- **Task instructions**:
All entries below are to be set down again exactly as given.

=== Supplied entries ===

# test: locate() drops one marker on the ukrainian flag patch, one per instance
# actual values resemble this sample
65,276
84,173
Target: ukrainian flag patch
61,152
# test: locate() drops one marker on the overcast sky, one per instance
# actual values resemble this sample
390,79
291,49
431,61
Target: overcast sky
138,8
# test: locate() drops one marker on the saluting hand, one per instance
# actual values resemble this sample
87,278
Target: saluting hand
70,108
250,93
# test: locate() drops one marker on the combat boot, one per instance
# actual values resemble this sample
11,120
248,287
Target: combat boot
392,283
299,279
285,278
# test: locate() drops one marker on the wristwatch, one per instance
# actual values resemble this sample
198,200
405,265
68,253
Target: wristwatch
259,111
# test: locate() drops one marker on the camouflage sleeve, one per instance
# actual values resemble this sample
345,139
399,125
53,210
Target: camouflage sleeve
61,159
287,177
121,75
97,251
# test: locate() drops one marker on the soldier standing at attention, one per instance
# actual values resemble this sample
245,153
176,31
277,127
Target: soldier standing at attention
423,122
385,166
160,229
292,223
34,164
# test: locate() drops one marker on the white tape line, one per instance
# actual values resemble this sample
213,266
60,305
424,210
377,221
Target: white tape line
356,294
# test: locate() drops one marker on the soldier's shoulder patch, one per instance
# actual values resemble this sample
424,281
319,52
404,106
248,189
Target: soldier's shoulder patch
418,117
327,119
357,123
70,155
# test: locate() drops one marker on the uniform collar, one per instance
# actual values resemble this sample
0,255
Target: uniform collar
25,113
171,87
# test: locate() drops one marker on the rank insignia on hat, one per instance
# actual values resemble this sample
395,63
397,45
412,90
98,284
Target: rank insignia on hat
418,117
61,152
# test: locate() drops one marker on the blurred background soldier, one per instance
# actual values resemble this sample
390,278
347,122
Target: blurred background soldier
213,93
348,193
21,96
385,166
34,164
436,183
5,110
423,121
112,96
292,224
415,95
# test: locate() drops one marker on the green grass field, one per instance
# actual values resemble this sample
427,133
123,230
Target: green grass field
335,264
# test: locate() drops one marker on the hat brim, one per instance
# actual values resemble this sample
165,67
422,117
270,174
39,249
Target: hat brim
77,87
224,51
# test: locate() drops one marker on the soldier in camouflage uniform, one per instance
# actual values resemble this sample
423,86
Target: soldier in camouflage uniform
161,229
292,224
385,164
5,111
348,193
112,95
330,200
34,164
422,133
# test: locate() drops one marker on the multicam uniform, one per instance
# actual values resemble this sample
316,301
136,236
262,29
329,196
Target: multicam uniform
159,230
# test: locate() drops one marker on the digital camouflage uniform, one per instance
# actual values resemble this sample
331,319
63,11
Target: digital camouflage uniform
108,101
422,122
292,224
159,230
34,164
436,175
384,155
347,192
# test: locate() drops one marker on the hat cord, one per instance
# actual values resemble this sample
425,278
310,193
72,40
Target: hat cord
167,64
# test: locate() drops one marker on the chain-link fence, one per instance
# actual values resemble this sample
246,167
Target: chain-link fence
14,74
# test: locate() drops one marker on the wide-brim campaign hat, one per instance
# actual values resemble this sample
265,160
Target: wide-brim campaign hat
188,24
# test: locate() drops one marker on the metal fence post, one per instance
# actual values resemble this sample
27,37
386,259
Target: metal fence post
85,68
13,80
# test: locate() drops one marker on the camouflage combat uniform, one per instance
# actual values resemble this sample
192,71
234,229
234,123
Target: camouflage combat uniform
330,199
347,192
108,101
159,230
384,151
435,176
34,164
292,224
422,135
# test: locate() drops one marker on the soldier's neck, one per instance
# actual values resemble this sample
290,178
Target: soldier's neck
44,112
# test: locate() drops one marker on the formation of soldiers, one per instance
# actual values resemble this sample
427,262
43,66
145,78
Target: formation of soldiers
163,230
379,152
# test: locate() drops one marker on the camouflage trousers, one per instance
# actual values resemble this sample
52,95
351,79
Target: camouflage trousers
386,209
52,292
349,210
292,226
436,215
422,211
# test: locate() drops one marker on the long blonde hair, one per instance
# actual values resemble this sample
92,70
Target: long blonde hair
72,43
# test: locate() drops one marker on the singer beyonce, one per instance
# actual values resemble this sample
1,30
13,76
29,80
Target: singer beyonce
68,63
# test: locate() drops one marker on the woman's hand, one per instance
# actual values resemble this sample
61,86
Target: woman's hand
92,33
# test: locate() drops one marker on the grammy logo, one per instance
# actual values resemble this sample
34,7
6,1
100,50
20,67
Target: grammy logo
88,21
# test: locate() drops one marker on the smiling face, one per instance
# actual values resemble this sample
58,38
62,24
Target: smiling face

===

- **Task solution**:
# test: locate() drops one marker on the ukrainian flag patch, one per instance
# actual values resemble this sample
65,276
84,173
Target: ukrainian flag patch
61,152
# test: locate() drops one marker on the overcast sky, one per instance
# actual values resemble this sample
390,79
291,49
431,61
Target: overcast sky
138,8
# test: locate() drops one marker on the saluting hand, one per instance
# actual values resemble this sample
87,278
Target: saluting hand
70,108
250,93
# test: locate() drops one marker on the combat boot, one per instance
# actual values resemble this sample
11,120
248,287
Target: combat boot
392,283
299,279
285,278
# test: locate() drops one marker on the wristwatch, one per instance
# actual values resemble this sample
198,200
405,265
68,253
Target: wristwatch
259,111
# test: locate() drops one marker on the camouflage sleeve, one per instance
# actual values resemble this sample
345,139
399,125
53,210
Target: camouflage sleeve
61,159
287,177
121,75
97,251
# test: locate() drops one marker on the soldier standing at attention, one per instance
# actual values resemble this sample
245,153
176,31
277,127
Target: soldier standing at attention
423,122
385,166
160,229
292,223
34,164
# test: locate() drops one marker on the white tape line, one per instance
# actual values resemble this sample
213,266
60,305
424,210
377,221
Target: white tape line
356,294
# test: locate() drops one marker on the soldier's shoulder patch, one per instance
# actual values resemble this sample
424,281
319,52
404,106
248,189
Target: soldier's shoulder patch
418,117
327,119
357,123
70,155
# test: locate() drops one marker on the uniform collar, one per instance
# actual values resemble this sample
0,255
Target: uniform collar
25,113
171,87
# test: locate() drops one marker on the rank insignia on hat, one per instance
# actual values resemble this sample
395,63
397,45
412,90
98,284
Target: rank insignia on hat
418,117
61,152
# test: locate() drops one marker on the blurred background soldier, one per instance
# actual values resemble this sample
390,278
347,122
Target: blurred background soldier
213,93
348,193
21,96
385,166
34,164
436,183
5,110
423,121
112,96
292,224
415,95
# test: locate() drops one marker on the green grass field, one per instance
# actual values resemble this sample
427,133
123,230
Target: green grass field
335,264
# test: locate() drops one marker on the hat brim, one per instance
# actual values resemble this sample
165,67
422,117
270,174
39,249
Target: hat brim
77,87
224,51
# test: locate() drops one marker on the soldier in camouflage uniform, one per instance
# actual values resemble this sample
423,86
Target: soldier in camouflage uniform
161,229
292,224
385,164
5,111
348,193
112,95
330,200
34,164
422,133
# test: locate() drops one marker on the multicam uniform, one per instance
# actual values resemble this sample
316,301
136,236
262,29
329,196
Target: multicam uniform
159,230
# test: locate() drops one marker on the digital camouflage uniform, one per instance
# actual values resemble this sample
331,319
63,11
Target: digital camouflage uniform
108,101
422,122
292,224
159,230
34,164
436,175
384,155
347,192
# test: locate() drops one marker on the hat cord, one per instance
# actual values resemble this sample
425,278
310,193
72,40
Target: hat cord
167,64
# test: locate() drops one marker on the chain-link fence, one per instance
# actual values resemble this sample
246,167
Target: chain-link fence
14,74
# test: locate() drops one marker on the wide-brim campaign hat, one per instance
# actual values resemble this sample
265,160
Target: wide-brim campaign hat
188,24
# test: locate() drops one marker on the metal fence post, one per instance
# actual values resemble this sample
27,37
386,259
Target: metal fence post
85,68
13,80
# test: locate() drops one marker on the camouflage combat uniform, one per instance
# actual values resemble this sample
192,71
234,229
234,123
Target: camouflage combat uniform
330,199
347,192
108,101
159,230
384,151
435,176
34,164
292,224
422,135
# test: locate() drops one marker on the soldier's neck, one per instance
# actual values resemble this sample
290,178
Target: soldier's neck
44,112
# test: locate() drops one marker on the formation of soldiers, one per instance
# actual values resemble this sample
427,262
43,66
145,78
Target: formation of soldiers
163,230
379,152
# test: locate() drops one marker on the camouflage trousers, one per instance
# actual values resemble this sample
52,95
351,79
Target: camouflage trousers
386,209
52,292
349,210
292,226
436,215
422,211
# test: locate() drops one marker on the long blonde hair, one per instance
# actual values resemble this sample
92,70
Target: long blonde hair
72,43
# test: locate() drops one marker on the singer beyonce, one per instance
# actual values resemble this sample
1,30
13,76
29,80
Target: singer beyonce
68,63
# test: locate() drops one marker on the woman's hand, one per instance
# actual values resemble this sample
61,86
Target: woman's hand
92,33
# test: locate() drops one marker on the grammy logo, one per instance
# actual values resemble this sample
34,7
6,1
100,50
20,67
Target: grammy logo
88,21
# test: locate() drops one marker on the smiling face, one per instance
# actual values resemble this sample
58,38
62,24
Target: smiling face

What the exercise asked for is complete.